# EXCERPTED PASSAGE
9) The legal definition of VFR is sufficient to assure flight control and safety using outside references
10) "They" sometimes hide things from us. We should not trust them, the only reliable information we can trust is our own wits.
11) The helicopter is perched on a ball of high pressure air when close to the ground, and "falls off" this ground cushion when it moves forward.
12) Phase lag is cause by gyroscopic precession, and is always exactly 90 degrees
13) LTE is when you run out of power pedal and can be experienced by any single rotor helicopter.
14) NVG are dangerous and should only be used by gifted military pilots.
15) You have to first learn to fly fixed wing before you take helicopter training

16) Torque limits, overspeed limits, temperature limits, hours and airframe limits have huge safety factors built into them by the engineers, so it is OK to bust them every now and then.
Davy07,
The books say so, but they are quite wrong. VRS can only be induced by descending at least as fast as 75% of the downwash velocity of the helicopter and at a forward speed of not more than about 8 knots. For a Robbie this is at least -750fpm rod. For an S76 it is about -1500 fpm.

# EXTRACTED MATERIAL
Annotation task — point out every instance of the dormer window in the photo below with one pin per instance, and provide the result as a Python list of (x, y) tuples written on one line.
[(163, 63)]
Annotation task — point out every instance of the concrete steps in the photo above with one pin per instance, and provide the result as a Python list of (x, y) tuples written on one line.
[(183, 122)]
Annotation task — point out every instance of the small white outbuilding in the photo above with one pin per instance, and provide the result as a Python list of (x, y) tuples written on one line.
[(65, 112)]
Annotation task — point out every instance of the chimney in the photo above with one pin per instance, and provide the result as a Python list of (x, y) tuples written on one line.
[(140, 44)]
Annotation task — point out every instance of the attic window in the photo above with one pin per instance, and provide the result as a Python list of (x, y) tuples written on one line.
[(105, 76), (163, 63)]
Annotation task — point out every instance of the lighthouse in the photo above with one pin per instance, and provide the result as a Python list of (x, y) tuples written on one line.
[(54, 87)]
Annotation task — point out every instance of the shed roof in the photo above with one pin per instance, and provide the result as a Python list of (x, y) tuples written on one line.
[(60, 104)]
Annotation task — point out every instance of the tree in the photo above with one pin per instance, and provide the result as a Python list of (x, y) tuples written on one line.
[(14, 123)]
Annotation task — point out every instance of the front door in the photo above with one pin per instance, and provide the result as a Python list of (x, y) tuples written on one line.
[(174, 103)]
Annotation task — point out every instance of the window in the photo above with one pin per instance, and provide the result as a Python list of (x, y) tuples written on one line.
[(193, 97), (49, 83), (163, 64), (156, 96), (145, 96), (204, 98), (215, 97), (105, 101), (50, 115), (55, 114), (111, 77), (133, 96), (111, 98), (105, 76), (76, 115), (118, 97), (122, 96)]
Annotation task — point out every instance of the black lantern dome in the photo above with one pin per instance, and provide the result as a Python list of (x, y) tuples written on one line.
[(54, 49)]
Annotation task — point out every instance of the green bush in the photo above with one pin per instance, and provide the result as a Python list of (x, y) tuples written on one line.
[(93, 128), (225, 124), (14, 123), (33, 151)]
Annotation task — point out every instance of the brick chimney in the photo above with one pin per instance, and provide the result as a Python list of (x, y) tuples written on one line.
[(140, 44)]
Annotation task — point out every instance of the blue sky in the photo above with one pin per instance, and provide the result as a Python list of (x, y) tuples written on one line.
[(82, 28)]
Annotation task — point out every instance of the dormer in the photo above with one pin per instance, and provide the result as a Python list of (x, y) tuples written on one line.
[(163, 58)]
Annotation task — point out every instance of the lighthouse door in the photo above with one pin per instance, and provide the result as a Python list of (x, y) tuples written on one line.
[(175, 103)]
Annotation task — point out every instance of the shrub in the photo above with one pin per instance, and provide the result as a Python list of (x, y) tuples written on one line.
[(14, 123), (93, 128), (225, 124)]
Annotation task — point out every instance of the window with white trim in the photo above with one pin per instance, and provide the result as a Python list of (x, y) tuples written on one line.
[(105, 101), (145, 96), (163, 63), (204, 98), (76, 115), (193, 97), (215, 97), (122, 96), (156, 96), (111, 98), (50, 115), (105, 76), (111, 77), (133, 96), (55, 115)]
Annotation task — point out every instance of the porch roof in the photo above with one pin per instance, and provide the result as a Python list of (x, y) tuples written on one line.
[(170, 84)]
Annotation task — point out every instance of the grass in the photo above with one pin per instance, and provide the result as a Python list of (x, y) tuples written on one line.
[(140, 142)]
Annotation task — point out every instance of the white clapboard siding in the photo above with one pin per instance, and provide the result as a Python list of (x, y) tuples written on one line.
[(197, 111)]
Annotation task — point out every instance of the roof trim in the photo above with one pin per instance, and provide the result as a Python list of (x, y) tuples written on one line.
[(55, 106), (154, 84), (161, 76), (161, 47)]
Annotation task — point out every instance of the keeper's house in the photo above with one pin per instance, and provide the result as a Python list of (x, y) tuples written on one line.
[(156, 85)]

# REQUIRED ACTIONS
a) In the helicopter flying passage, roughly what rate of descent does the reply to Davy07 give for an S76 to enter VRS?
b) From the helicopter flying passage, retype the stretch from "12) Phase lag" through "gifted military pilots." without changing any wording or punctuation.
c) Extend the helicopter flying passage past its last sentence. Write in the same voice and keep to its subject.

# RESULTS OF THE EXERCISE
a) About -1500 fpm.

b)
12) Phase lag is cause by gyroscopic precession, and is always exactly 90 degrees
13) LTE is when you run out of power pedal and can be experienced by any single rotor helicopter.
14) NVG are dangerous and should only be used by gifted military pilots.

c)
Why is 300 taught? Because one can start a VRS event by entering a hover with too little power, slip into an overpitching event and in short order, enter VRS. In a helo with scads of OGE hover performance, the 300 fpm is truly a myth, in one without, it is misleading as a VRS cue, but good word as an overpitching warning.

Manfrom Uncle, what you are correctly saying is that going faster uses more power. The wind has nothing to do with it. 80Kts airspeed uses the same power both up and down wind.
For the record, there is no pressure gradient below the rotor, in fact, that lame conventional explanation doesn't even hold water for a millisecond when you realize that ground effect only works on the induced power. How does a "pressure bubble" single out induced power as the only recipient of its wonder?
In fact, pressure bubblers have some difficulty explaining how ground effect works for an airplane at 250 knots, when the "pressure bubble" is about 1/4 mile behind the wing.


Maybe you should get a hold of Shawn Coyle's "Cyclic and Collective":

http://i159.photobucket.com/albums/t...g?t=1195957331

Dear Shawn, Mr. Publisher, dear mods: if this should violate any copyrights and isn't appreciated to be posted, please remove it immediately or have me remove it - I just can't explain it better )
delta 3,

OK, your work is truly great, and I can see the reduction on angle of attack and power. It is truly a desktop universe, and I mean that in a good way.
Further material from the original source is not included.